──────── Passage shown

Understanding what’s relevant in culture today helped define Golden Goose as a modern-day luxury label, shared Silvio Campara, chief executive officer of Golden Goose, during the WWD x SKP Fashion & Beauty Global Summit in Chengdu. 

“If you don’t have 100 years of heritage, the only thing you must keep permanent and preserve are values. The heritage and the culture have to evolve within that,” Campara said of the Venetian sneaker brand founded more than 20 years ago.

“Today it’s about giving voices to a lot of people, which we commonly call communities, but within a framework of values,” Campara said of the Golden Goose luxury proposition, which focuses on the commitment to innovation, the valuation of craft, care for people and engagement with communities.

Campara said COVID-19 completely redefined how consumers make product choices, going from “transactional to sentimental.” 

“In the past, the product was a way to define your status. Today, the product is becoming a memory of a moment,” explained Campara in a conversation with WWD editorial director James Fallon. “Your target is not the wallet anymore. It is the heart of the people.”

“You see it, especially in China, which is at the forefront of this evolution,” added Campara, who noted the complex consumer journey that shoppers must go through before reaching a pair of Golden Goose’s distressed Super-Star sneakers.

With a product that sees beauty in distress and wrinkles, Campara wants to remind consumers that shoppers can own the moment “that is connected to your life experience, not with your status.”

“This is our way of becoming timeless. We are connected to moments that are unforgettable for people,” Campara added.

“When you go to the luxury shop floor and you get to Golden Goose, you see no star designer. So at Golden Goose, you are the protagonist, so everything goes into co-action and co-creation,” Campara said.

Golden Goose

The Golden Goose Forward Store in Milan’s Via Cusani.

courtesy of Golden Goose

Early this year, Golden Goose expanded its footwear repair, remake, resell and recycling program Forward Stores, launched a year prior and applicable to products from any brand, to its e-commerce platform. 

“In our case, it’s about an evolution, not a revolution, and if a luxury brand has to evolve, you can do two things: one is by changing the pricing, but in our case, it’s by changing the angle,” Campara said.

“Desirability has been driving this industry for decades, but I think kindness will be the next driver, and the idea that Golden Goose is making you feel cared about is fantastic.

“Our idea is that Golden Goose can be the next Levi’s 501, the next Ray-Ban, it can be the product that you never throw out, you never resell, because there is too much of you to be given away,” the CEO said.

────────────────
──────── Given information

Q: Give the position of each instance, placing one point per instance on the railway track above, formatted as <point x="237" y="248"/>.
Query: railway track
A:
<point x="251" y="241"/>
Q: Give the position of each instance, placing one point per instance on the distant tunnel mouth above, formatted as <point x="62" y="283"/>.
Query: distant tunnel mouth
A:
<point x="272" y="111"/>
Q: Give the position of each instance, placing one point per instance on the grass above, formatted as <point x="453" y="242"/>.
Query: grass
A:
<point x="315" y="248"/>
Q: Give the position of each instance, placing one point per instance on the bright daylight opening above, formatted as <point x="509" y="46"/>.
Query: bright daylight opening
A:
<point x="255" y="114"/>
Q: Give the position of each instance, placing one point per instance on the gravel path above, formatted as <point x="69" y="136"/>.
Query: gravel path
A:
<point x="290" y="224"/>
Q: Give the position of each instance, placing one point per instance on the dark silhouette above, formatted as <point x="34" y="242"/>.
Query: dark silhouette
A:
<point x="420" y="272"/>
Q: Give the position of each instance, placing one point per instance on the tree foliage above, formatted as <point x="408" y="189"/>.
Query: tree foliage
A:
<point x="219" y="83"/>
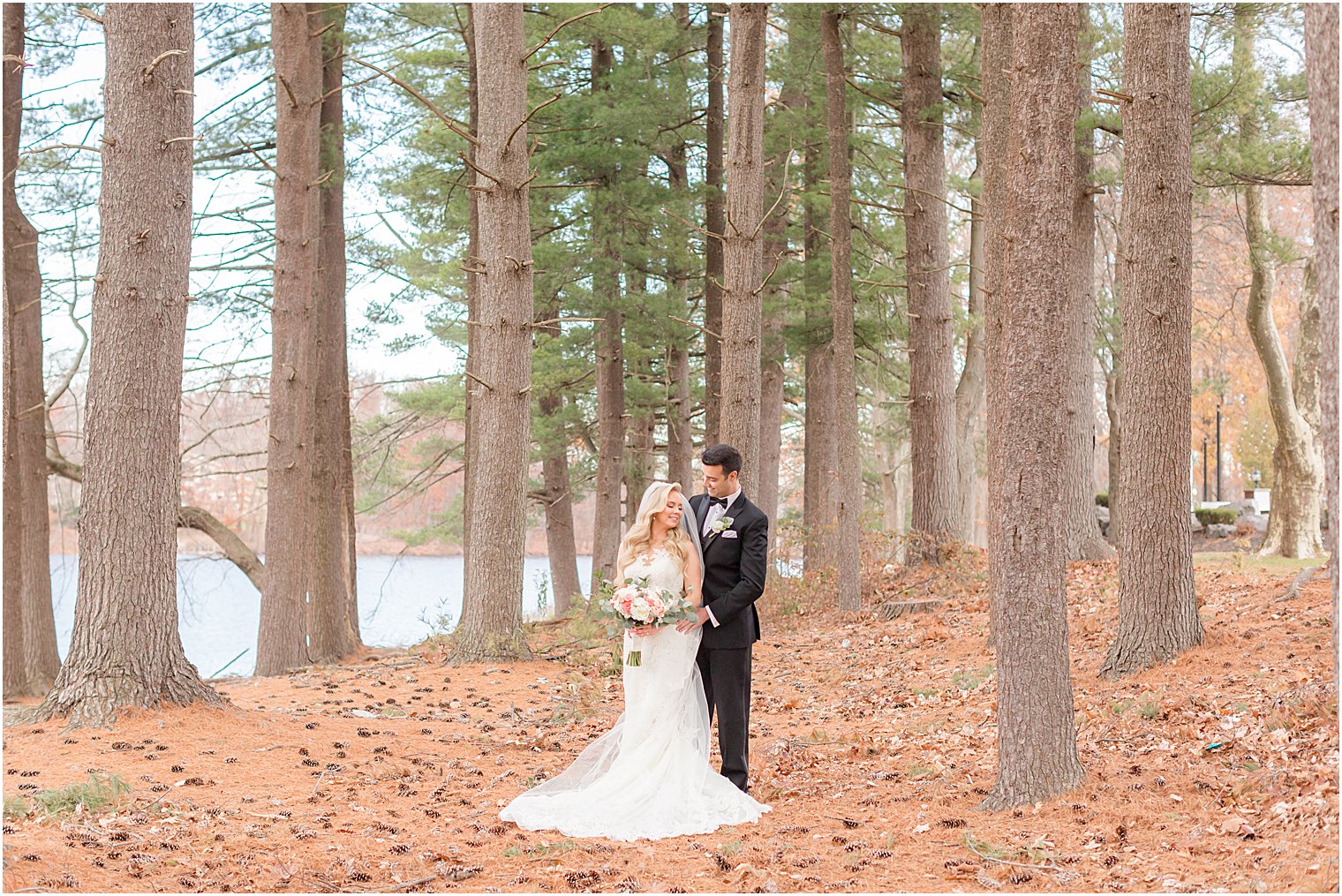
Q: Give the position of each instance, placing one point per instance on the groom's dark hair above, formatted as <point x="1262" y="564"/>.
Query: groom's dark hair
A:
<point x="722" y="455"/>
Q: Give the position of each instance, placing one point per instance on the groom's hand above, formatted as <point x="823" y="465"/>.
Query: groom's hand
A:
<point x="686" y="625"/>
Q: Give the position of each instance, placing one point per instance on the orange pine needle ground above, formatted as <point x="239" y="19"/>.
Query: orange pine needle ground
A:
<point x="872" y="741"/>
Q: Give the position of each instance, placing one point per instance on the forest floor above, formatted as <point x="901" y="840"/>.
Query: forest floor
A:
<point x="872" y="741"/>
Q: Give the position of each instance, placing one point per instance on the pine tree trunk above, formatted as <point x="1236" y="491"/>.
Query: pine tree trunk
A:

────────────────
──────── Given information

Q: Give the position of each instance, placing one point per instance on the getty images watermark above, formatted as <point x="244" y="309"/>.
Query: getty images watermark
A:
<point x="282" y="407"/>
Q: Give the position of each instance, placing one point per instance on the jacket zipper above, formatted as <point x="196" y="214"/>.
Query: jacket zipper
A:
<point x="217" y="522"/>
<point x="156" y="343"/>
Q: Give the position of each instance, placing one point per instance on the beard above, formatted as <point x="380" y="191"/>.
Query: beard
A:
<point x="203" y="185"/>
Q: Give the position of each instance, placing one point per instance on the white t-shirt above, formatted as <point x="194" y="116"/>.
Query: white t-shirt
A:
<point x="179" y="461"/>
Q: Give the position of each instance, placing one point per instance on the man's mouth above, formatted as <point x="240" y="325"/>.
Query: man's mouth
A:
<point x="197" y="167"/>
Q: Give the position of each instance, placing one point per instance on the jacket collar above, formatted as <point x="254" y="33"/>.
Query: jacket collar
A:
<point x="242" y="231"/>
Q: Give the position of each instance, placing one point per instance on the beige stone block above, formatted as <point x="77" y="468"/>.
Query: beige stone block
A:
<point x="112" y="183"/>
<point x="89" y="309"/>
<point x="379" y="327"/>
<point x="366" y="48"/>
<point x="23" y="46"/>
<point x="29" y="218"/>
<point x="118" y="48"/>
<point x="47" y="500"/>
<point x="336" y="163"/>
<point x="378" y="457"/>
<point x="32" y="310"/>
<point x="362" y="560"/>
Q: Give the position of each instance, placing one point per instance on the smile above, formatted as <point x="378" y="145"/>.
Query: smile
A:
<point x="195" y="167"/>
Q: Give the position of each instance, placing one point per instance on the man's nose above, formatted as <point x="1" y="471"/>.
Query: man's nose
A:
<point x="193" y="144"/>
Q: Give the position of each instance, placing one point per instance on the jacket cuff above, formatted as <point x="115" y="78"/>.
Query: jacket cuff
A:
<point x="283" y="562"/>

────────────────
──────── Given information

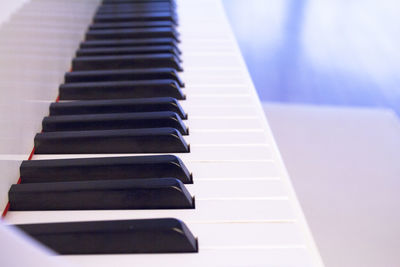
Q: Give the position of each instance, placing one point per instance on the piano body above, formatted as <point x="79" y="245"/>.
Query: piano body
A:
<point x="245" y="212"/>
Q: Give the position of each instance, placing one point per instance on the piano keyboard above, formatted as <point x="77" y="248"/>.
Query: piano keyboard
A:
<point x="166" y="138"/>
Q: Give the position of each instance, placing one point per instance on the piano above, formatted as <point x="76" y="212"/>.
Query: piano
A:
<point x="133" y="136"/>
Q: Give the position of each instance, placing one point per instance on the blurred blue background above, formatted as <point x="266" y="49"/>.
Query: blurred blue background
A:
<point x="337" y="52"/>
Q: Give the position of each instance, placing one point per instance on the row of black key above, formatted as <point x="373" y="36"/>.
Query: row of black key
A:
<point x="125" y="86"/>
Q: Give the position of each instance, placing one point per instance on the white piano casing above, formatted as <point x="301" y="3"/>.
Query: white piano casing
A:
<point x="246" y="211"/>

────────────────

* Instructions for the task *
Can you output the passage from the Golden Goose interview word for word, between "Understanding what’s relevant" and "engagement with communities.", inclusive?

* Answer section *
Understanding what’s relevant in culture today helped define Golden Goose as a modern-day luxury label, shared Silvio Campara, chief executive officer of Golden Goose, during the WWD x SKP Fashion & Beauty Global Summit in Chengdu. 

“If you don’t have 100 years of heritage, the only thing you must keep permanent and preserve are values. The heritage and the culture have to evolve within that,” Campara said of the Venetian sneaker brand founded more than 20 years ago.

“Today it’s about giving voices to a lot of people, which we commonly call communities, but within a framework of values,” Campara said of the Golden Goose luxury proposition, which focuses on the commitment to innovation, the valuation of craft, care for people and engagement with communities.